Source document.
# Solutions of complex differential equation having zeros on pre-given   sequences

**Authors:** Janne Gr\"ohn

arXiv: 1702.01585 · 2023-11-07

## TL;DR

This paper investigates solutions to a complex differential equation with zeros on prescribed sequences, revealing new conditions under which solutions can have zeros not satisfying classical criteria and connecting zero-sequences with Carleson measures.

## Contribution

It demonstrates that solutions can have zeros outside the Blaschke condition and characterizes zero-sequences via Carleson measures and uniform separation, answering open questions.

## Key findings

- Existence of solutions with zeros not satisfying the Blaschke condition.
- Characterization of zero-sequences via Carleson measures and uniform separation.
- Improvement of classical results on non-normal functions and local univalence.

Entries.
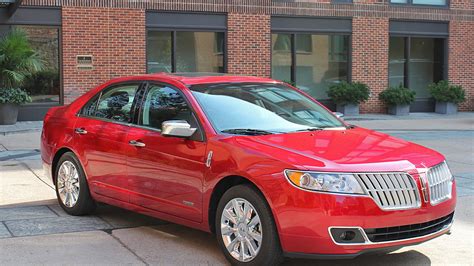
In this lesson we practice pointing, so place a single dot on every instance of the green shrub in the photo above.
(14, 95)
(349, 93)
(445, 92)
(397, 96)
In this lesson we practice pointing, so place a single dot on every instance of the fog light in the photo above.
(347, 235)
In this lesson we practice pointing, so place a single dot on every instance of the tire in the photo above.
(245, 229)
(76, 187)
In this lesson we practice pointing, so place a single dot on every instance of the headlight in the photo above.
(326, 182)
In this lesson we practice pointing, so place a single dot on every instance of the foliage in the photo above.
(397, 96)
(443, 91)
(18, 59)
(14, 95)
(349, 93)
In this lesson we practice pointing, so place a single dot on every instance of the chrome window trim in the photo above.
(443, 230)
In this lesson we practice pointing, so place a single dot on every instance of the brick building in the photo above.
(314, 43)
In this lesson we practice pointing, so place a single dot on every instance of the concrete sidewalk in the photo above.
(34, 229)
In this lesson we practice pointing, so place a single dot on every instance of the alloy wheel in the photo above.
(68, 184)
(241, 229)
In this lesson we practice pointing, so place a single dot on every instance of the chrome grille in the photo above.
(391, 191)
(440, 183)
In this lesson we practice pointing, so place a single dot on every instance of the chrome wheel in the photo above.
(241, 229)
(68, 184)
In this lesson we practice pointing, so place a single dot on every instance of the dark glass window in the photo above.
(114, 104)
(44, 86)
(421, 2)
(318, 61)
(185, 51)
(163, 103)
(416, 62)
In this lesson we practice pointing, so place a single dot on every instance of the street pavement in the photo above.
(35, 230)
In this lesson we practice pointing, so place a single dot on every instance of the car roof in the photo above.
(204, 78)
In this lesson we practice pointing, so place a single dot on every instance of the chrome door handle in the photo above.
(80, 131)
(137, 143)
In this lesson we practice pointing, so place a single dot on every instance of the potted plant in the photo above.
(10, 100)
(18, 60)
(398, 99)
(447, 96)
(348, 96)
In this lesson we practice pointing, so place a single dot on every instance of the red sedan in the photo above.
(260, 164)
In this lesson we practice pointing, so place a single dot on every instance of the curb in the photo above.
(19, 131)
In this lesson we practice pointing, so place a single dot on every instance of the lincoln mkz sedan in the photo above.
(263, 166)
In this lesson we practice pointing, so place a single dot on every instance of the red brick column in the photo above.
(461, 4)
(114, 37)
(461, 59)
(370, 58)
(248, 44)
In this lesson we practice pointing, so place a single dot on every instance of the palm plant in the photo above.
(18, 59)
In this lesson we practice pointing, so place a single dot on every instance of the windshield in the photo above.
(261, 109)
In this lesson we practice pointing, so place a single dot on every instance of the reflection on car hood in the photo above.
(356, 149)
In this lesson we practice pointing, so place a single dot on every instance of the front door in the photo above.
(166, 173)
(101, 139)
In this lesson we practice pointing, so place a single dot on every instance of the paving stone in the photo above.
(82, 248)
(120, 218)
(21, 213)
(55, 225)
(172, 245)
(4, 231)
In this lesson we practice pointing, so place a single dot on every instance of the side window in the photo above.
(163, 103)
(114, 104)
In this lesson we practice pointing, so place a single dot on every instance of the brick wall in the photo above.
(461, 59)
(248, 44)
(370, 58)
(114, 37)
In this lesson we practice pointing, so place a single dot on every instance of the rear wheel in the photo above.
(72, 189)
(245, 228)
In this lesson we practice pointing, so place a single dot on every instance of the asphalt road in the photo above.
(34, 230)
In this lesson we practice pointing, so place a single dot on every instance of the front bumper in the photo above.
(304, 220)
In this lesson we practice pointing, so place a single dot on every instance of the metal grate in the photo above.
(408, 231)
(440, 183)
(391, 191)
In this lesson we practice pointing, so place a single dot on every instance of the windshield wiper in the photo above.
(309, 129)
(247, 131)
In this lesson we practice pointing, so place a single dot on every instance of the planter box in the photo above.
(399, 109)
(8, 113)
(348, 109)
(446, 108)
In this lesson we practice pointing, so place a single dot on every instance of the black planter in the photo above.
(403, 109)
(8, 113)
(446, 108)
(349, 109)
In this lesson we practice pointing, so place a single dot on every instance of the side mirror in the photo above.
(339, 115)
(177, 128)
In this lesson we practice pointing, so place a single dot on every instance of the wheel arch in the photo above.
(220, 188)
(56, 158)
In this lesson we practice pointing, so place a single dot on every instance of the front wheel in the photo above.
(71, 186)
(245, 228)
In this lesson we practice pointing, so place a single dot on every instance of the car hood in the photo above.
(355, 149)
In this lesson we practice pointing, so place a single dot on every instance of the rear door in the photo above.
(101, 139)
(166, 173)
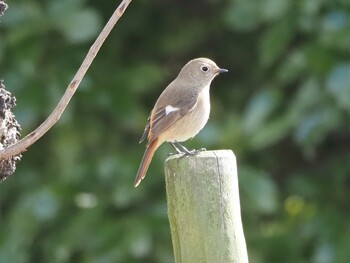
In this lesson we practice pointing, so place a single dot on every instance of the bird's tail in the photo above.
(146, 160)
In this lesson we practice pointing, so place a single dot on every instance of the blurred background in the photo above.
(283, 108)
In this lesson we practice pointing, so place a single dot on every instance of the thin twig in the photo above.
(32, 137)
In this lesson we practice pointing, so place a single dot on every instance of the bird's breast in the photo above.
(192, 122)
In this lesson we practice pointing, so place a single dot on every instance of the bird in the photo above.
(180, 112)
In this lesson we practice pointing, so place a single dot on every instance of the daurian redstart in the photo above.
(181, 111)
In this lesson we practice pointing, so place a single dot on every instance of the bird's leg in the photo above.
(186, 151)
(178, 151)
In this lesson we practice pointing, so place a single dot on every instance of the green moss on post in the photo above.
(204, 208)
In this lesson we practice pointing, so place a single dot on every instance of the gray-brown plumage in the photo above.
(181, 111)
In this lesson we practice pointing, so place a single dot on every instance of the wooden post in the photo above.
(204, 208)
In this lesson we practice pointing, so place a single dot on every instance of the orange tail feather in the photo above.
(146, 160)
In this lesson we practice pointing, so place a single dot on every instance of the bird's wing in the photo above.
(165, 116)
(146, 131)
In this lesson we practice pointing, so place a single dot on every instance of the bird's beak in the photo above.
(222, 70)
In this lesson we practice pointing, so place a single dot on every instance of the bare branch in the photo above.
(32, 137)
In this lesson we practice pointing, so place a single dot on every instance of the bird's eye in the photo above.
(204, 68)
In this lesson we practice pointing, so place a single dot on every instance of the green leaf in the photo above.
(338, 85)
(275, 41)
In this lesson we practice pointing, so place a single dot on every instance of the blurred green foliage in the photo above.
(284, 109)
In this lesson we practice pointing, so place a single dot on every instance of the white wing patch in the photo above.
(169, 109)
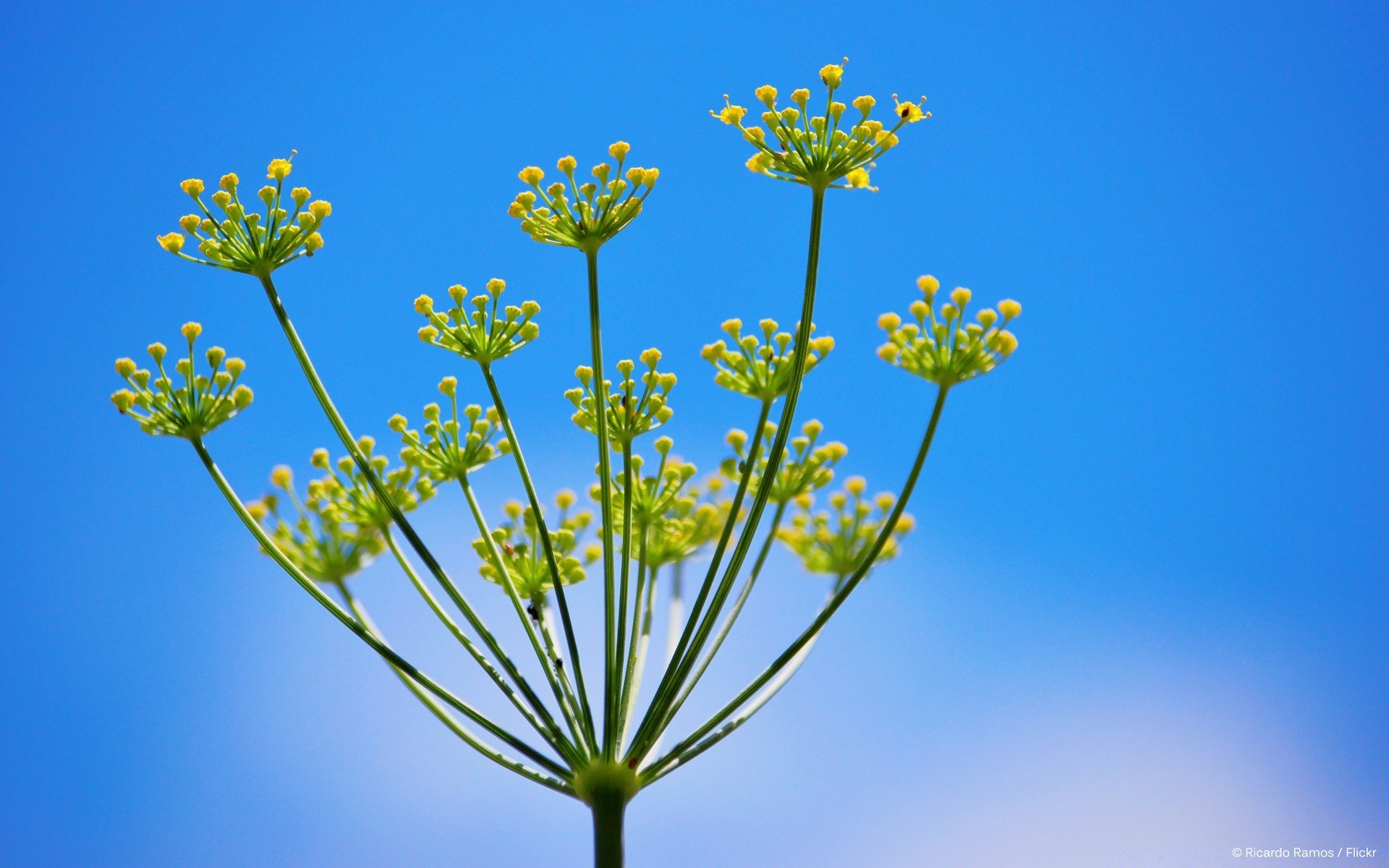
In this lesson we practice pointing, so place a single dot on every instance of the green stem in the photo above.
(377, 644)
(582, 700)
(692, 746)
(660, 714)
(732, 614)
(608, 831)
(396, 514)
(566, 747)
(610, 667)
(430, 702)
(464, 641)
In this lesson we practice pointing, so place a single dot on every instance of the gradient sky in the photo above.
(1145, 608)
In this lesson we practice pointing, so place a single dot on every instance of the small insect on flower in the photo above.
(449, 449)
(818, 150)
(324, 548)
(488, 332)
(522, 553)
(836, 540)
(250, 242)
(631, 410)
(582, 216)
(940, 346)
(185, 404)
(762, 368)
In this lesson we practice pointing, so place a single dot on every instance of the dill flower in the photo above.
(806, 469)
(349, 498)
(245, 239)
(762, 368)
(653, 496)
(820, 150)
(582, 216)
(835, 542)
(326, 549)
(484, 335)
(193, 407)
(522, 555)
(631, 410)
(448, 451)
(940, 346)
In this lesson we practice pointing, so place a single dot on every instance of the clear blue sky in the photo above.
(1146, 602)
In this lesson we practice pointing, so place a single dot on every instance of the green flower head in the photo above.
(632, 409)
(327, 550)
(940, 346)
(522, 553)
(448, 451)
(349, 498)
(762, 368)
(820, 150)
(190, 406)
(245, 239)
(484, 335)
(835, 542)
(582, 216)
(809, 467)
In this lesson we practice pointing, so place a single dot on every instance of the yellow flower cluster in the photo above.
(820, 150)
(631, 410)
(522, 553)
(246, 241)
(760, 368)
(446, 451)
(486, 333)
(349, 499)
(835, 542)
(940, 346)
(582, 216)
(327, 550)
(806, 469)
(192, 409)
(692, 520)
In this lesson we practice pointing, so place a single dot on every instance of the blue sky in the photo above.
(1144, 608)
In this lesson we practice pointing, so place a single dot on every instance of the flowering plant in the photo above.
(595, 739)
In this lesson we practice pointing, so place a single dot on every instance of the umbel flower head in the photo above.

Tasks to perform.
1. According to the paper summary on solutions of complex differential equations, which classical condition can the zeros of some solutions fail to satisfy?
2. Resume the paper summary on solutions of complex differential equations, starting right after its last line.
The rows come from a different source than the paper summary.

Answer set.
1. The Blaschke condition.

2.
## Abstract

Behavior of solutions of $f''+Af=0$ is discussed under the assumption that $A$ is analytic in $\mathbb{D}$ and $\sup_{z\in\mathbb{D}}(1-|z|^2)^2|A(z)|<\infty$, where $\mathbb{D}$ is the unit disc of the complex plane. As a main result it is shown that such differential equation may admit a non-trivial solution whose zero-sequence does not satisfy the Blaschke condition. This gives an answer to an open question in the literature.   It is also proved that $\Lambda\subset\mathbb{D}$ is the zero-sequence of a non-trivial solution of $f''+Af=0$ where $|A(z)|^2(1-|z|^2)^3\, dm(z)$ is a Carleson measure if and only if $\Lambda$ is uniformly separated. As an application an old result, according to which there exists a non-normal function which is uniformly locally univalent, is improved.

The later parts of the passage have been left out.